Exercises:
1. According to the text about Strindberg's A Dream Play, who directed the world premiere at The Swedish Theatre in 1907?
2. Continue the text about Strindberg's A Dream Play from the point where it ends.

Exercise text:
※

Previously, Strindberg had seen himself as a martyr, constantly persecuted by women. This affected his view of the overall relationship between the sexes, and of course his writing. He finally realized that he was playing a part in his failed relationships after his third marriage to Bosse collapsed. Bosse was behind the main character of A Dream Play.
The play, called by Strindberg "the child of my greatest pain," reflects the author's observation that life is an illusion, similar to a dream.
The world premiere of A Dream Play was performed at The Swedish Theatre in April 1907, six years after it was written. Harriet Bosse, Strindberg's third wife (divorced by this time) played Indra's daughter. Victor Castegren directed the production and Carl Grabow was the designer. Critics at the time noted that the demands of the play made it nearly impossible to mount a satisfactory production. Strindberg himself desired to re-stage it in his Intimate Theatre, but ultimately it was not successful.
Max Reinhardt directed one of the most influential versions of the play. First staged in 1921 at the Royal Dramatic Theatre, Stockholm,[6] :38 later that year he mounted a more famous production at Berlin's Deutsches Theater.[7] The New York premiere of the play was directed by James Light for performance by the Provincetown Players at the Provincetown Playhouse in 1926 under the title The Dream Play.[8]
The play afterward attracted some of the 20th century's most celebrated directors, including, Olof Molander, Antonin Artaud, Ingmar Bergman, Roger Blin, Robert Wilson, Mike Dempsey, Robert Lepage and Alejandro Jodorowsky.[9] The German director Knut Ström staged A Dream Play in Düsseldorf in 1918, co-directed with Paul Henkels.

※

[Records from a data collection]
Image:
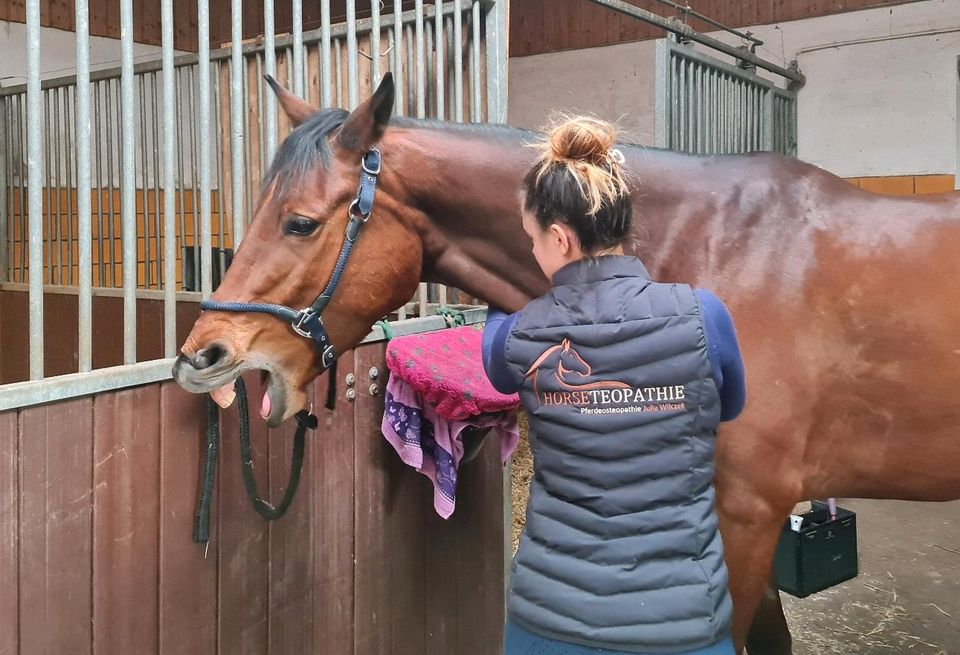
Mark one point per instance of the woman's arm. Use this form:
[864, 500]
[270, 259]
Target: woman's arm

※

Solved tasks:
1. Victor Castegren.

2.
Ingmar Bergman staged the play three times, filming the first production for TV in 1963.[10] At the end of Bergman’s film Fanny and Alexander (1982), Emilie Ekdahl, the new manager of the town’s dramatic theatre, declares that she will immediately mount Strindberg’s Dream Play, with herself and Helena Ekdahl (her mother-in-law) playing principal parts. Handed Strindberg’s playscript, and concluding the film, Helena reads aloud to her grandson, Alexander: “Everything can happen. Everything is possible and probable. Time and space do not exist. On a flimsy framework of reality, the imagination spins, weaving new patterns.”
An edited version by Caryl Churchill[11] was staged at the National Theatre in London in 2005. The edited version was brought to other areas too, such as Edge Theatre Ensemble in Seattle[12] and Jobsite Theater in Tampa,[13] and was brought to Sheffield's Drama Studio[14] in February 2012.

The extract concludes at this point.